▸ **Extracted text**:
[Begin]

Skip to content

Instantly share code, notes, and snippets.

Embed
What would you like to do?
A WIP doc page on Ceph Mon recovery when running Rook.

Rook <= 0.7.0 mon hostNetwork: true node IP issue

NOTE If you need assistance with steps 3 through 5, let us know on the Rook Slack and we are happy to help you.

WARNING You should not have to go through this section when having hostNetwork: false (or haven't even set it)! WARNING If you have/had multiple Filesystems created, this guide may not work for you because of a bug in Ceph that causes the mons to crash during the "FS Map" assertion.

  1. Scale rook-operator down (e.g. replicas: 0).
  2. Edit all rook-ceph-mon ReplicaSets to have command: ['sleep', '3600'] in the mon container, but copy the other args and command values somewhere safe for each mon.
  3. Exec into the first mon and run: monmap --print /var/lib/rook/rook-ceph-mon-$MON_ID/monmap.

[End]

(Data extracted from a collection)
[Begin]

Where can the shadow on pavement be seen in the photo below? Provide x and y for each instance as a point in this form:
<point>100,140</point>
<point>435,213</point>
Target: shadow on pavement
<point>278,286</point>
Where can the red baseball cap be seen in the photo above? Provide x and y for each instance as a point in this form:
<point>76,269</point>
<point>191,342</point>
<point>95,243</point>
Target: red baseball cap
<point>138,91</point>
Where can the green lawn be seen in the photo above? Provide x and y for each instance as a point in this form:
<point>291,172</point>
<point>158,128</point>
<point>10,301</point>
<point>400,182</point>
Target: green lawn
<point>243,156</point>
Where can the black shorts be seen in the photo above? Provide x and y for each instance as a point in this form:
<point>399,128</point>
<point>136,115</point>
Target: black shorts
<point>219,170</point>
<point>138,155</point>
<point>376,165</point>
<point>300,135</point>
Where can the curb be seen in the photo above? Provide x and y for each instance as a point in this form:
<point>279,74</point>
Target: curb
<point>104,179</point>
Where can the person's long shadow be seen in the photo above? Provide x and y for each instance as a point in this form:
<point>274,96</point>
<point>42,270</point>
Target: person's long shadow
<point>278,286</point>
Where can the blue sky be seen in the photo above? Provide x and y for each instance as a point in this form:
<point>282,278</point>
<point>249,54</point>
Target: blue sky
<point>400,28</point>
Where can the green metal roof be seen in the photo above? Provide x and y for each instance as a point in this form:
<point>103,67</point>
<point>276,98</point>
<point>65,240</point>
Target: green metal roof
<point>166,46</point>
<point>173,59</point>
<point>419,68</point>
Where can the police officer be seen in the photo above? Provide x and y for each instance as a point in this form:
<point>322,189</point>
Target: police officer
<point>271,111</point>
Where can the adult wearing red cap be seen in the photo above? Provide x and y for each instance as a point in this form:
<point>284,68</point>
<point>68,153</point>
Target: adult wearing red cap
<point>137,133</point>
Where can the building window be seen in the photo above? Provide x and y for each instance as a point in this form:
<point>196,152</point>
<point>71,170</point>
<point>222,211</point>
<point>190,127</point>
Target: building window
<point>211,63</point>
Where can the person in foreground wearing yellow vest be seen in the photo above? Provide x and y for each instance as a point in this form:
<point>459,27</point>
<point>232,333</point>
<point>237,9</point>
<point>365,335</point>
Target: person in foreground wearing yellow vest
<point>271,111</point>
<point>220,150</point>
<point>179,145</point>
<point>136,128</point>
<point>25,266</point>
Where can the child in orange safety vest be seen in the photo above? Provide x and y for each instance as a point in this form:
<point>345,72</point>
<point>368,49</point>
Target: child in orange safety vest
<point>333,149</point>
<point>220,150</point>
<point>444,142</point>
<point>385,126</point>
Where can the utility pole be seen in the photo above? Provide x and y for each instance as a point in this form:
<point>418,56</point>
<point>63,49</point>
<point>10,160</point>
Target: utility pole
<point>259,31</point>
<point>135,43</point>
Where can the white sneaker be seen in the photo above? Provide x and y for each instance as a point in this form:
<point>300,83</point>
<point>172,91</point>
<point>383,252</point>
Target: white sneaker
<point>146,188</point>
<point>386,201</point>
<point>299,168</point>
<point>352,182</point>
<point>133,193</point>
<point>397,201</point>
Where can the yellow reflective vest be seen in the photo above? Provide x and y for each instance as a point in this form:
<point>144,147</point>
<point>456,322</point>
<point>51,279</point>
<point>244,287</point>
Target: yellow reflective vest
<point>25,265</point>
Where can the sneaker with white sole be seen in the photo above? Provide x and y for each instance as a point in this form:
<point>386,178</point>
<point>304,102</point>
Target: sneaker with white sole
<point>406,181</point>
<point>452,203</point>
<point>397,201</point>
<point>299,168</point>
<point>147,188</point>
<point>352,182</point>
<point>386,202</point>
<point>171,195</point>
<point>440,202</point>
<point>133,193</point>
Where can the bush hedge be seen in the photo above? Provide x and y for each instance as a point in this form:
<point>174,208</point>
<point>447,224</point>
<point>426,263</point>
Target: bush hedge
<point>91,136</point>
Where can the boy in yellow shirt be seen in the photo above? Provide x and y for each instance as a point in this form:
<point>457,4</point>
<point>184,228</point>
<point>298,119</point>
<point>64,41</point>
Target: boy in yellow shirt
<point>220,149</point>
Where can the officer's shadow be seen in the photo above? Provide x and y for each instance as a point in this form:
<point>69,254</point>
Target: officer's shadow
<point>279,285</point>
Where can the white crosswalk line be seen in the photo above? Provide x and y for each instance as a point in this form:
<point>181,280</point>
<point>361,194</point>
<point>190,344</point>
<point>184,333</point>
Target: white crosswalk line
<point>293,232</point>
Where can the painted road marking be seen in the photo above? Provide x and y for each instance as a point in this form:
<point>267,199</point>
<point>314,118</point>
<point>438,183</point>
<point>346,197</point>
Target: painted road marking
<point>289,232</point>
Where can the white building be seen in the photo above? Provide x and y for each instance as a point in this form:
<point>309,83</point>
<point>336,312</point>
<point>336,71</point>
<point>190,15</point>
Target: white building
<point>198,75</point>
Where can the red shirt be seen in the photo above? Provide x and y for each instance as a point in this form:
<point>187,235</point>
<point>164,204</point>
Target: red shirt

[End]

▸ **Required work**:
a) Answer these questions from the Ceph Mon recovery page:
(i) What example setting does the page give for scaling the rook-operator down?
(ii) Where does the page say you can ask for help with steps 3 through 5?
(iii) What command should each rook-ceph-mon ReplicaSet have in the mon container?
b) In the records, rewrite everything from the line containing "Where can the red shirt" down to the end of the records, swapping "red shirt" for "blue shirt" and leaving all else unchanged.

▸ **In response**:
a)
(i) replicas: 0
(ii) On the Rook Slack
(iii) command: ['sleep', '3600']

b)
Where can the blue shirt be seen in the photo above? Provide x and y for each instance as a point in this form:
<point>187,235</point>
<point>164,204</point>
Target: blue shirt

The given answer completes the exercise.